● Texto selecionado:
━━━━

ASCOM / UENF – Você acredita que, uma vez superado esse momento (com a descoberta de uma vacina por exemplo), haverá uma maior compreensão da importância da pesquisa científica no País?

Thiago – Sinceramente, eu não espero por isso. A ciência está diretamente envolvida com grandes melhoras na qualidade de vida humana ao longo das décadas e em muitos países, não nunca teve seu valor amplamente reconhecido pela sociedade na maioria dos países. Em 1950, a expectativa de vida de uma pessoa nascida na América Latina era próxima de 50 anos. Hoje ela supera os 70. Este aumento tem enormes contribuições da ciência, especialmente na área de saúde. A agricultura constantemente bate recordes de produção e melhora a condição alimentar da população, a despeito dos graves problemas sociais de vários países, como por exemplo o Brasil. A Biotecnologia tem ocupado um papel central e crescente no mundo moderno e será responsável por uma parte relevante do PIB dos países que investirem adequadamente nela. 

ASCOM / UENF –  Mesmo sem recursos, os cientistas brasileiros vêm demonstrando grande competência neste momento com ações voltadas para o coronavírus. Foi o caso, por exemplo, do sequenciamento do vírus em tempo recorde, bem como da criação de um respirador de baixo custo por cientistas da USP. Também há pesquisas buscando uma vacina. Como você avalia essas ações?

━━━━

Registros contidos em um conjunto de dados:
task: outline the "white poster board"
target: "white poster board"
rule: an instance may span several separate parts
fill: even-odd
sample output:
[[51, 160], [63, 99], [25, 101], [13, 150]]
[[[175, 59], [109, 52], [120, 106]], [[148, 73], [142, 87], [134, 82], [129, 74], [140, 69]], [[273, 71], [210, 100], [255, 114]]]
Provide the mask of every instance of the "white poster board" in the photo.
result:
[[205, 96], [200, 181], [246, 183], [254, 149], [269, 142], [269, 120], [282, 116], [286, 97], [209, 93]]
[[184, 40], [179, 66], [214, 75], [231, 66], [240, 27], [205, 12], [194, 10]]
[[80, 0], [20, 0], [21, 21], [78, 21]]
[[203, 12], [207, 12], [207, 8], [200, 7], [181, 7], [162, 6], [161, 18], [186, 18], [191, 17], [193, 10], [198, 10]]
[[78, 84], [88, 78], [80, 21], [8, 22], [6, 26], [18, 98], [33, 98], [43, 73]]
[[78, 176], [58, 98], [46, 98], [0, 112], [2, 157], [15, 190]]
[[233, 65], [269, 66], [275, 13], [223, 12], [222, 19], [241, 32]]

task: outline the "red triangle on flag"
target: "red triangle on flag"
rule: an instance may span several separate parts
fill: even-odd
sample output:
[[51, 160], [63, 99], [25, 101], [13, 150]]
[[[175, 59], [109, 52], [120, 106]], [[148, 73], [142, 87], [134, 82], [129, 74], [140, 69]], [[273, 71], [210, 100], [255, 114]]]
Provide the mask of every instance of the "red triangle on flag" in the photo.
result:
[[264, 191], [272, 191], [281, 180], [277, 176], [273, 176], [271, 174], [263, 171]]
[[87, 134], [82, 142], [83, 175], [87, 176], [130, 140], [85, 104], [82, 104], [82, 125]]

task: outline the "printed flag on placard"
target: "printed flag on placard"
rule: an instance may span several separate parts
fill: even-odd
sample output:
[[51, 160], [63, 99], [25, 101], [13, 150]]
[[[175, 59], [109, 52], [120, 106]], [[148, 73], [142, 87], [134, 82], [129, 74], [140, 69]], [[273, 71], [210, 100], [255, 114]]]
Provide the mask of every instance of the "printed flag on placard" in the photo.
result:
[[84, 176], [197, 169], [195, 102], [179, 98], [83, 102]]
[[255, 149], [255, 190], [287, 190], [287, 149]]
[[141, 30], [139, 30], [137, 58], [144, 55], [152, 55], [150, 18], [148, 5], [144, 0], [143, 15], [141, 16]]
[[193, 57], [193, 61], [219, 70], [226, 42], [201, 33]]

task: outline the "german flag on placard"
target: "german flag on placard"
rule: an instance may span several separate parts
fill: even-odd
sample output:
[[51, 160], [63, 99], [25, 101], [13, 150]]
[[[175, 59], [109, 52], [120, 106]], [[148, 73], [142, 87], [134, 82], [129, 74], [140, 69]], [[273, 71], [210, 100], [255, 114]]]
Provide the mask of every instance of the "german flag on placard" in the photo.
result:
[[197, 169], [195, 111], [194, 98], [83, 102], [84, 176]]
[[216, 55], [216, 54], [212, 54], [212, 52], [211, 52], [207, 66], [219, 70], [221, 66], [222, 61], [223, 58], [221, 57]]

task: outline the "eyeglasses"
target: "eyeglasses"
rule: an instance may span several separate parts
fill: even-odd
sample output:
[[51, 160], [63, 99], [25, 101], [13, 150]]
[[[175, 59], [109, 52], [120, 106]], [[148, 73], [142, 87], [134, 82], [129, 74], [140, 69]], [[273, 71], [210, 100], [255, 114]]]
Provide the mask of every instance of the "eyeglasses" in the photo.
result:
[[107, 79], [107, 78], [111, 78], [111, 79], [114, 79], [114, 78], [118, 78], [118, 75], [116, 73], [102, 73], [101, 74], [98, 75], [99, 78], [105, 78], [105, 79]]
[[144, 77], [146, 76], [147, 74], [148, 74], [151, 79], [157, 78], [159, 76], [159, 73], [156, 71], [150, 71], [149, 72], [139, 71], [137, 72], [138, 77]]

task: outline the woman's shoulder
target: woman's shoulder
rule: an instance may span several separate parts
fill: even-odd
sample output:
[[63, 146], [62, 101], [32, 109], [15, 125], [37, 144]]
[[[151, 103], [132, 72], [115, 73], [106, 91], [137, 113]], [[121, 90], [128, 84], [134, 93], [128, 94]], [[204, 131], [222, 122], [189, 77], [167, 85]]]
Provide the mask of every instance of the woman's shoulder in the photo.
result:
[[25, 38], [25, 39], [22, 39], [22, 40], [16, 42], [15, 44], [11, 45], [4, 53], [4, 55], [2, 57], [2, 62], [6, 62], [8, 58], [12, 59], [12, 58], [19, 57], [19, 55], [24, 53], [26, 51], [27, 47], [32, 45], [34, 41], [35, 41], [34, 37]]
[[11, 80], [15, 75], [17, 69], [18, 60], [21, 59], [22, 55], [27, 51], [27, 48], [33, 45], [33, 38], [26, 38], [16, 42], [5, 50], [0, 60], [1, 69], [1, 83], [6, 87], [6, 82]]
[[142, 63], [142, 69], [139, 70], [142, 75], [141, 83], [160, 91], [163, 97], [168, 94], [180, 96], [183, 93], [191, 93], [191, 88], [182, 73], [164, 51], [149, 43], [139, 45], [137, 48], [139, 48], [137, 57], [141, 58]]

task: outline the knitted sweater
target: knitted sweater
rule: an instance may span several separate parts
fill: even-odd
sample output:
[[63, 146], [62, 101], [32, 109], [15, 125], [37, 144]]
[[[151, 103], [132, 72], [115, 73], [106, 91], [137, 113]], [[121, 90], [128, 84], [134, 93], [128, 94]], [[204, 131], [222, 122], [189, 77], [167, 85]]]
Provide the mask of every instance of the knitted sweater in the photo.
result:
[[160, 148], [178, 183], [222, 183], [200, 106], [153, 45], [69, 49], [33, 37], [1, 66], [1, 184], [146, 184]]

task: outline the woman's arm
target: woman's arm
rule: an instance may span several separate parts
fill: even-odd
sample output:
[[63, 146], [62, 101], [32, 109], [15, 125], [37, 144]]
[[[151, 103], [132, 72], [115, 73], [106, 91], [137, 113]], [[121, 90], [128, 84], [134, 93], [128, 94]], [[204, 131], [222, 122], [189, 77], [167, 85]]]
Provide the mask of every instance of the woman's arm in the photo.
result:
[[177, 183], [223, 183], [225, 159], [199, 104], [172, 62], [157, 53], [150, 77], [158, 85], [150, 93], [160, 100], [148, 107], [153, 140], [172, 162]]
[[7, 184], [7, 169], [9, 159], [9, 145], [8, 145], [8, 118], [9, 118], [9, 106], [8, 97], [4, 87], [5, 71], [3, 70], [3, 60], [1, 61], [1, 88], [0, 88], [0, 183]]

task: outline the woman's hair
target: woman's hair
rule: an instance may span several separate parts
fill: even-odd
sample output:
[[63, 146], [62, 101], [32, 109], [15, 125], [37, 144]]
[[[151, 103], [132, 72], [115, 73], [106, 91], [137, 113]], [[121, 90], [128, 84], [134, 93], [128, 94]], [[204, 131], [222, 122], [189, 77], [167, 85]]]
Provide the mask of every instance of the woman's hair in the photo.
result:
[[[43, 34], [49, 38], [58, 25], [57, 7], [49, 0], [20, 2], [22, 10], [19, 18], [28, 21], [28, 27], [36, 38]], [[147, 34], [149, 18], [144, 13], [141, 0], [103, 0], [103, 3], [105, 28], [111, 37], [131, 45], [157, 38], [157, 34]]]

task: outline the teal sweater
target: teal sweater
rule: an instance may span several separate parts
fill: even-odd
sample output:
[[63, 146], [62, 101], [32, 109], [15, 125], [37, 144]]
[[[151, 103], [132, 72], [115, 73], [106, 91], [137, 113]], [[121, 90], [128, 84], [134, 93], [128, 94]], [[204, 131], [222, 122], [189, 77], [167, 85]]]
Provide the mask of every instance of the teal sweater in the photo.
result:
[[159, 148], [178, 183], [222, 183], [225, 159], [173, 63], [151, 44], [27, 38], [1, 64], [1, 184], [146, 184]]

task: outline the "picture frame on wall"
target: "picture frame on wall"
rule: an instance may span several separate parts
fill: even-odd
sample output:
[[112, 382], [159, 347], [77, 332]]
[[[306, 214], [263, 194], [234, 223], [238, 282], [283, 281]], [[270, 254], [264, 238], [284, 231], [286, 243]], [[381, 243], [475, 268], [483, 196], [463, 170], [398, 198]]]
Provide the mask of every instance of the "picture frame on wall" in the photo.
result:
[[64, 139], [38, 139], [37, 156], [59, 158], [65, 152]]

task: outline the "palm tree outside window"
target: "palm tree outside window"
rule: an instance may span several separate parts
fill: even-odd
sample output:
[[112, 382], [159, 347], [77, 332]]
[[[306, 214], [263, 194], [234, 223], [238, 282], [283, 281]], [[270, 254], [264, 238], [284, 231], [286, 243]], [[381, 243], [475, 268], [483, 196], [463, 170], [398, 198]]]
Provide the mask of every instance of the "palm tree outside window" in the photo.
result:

━━━━

● Trabalho solicitado:
1/ Reproduza o trecho da entrevista que começa em "Thiago – Sinceramente, eu" e termina em "investirem adequadamente nela.".
2/ Responda às perguntas a seguir com base na entrevista.
(a) Qual era, em 1950, a expectativa de vida de uma pessoa nascida na América Latina?
(b) Por quem foi criado o respirador de baixo custo mencionado?
(c) Que área será responsável por uma parte relevante do PIB dos países que investirem adequadamente nela?
3/ Resuma a entrevista em duas frases.

● Respostas às tarefas:
1/
Thiago – Sinceramente, eu não espero por isso. A ciência está diretamente envolvida com grandes melhoras na qualidade de vida humana ao longo das décadas e em muitos países, não nunca teve seu valor amplamente reconhecido pela sociedade na maioria dos países. Em 1950, a expectativa de vida de uma pessoa nascida na América Latina era próxima de 50 anos. Hoje ela supera os 70. Este aumento tem enormes contribuições da ciência, especialmente na área de saúde. A agricultura constantemente bate recordes de produção e melhora a condição alimentar da população, a despeito dos graves problemas sociais de vários países, como por exemplo o Brasil. A Biotecnologia tem ocupado um papel central e crescente no mundo moderno e será responsável por uma parte relevante do PIB dos países que investirem adequadamente nela.

2/
(a) Próxima de 50 anos.
(b) Por cientistas da USP.
(c) A Biotecnologia.

3/ Thiago afirma não esperar que a superação desse momento traga uma maior compreensão da importância da pesquisa científica no País, embora a ciência tenha contribuído para elevar a expectativa de vida na América Latina de cerca de 50 anos, em 1950, para mais de 70 hoje. A ASCOM / UENF destaca ações de cientistas brasileiros voltadas para o coronavírus, como o sequenciamento do vírus em tempo recorde e a criação de um respirador de baixo custo por cientistas da USP.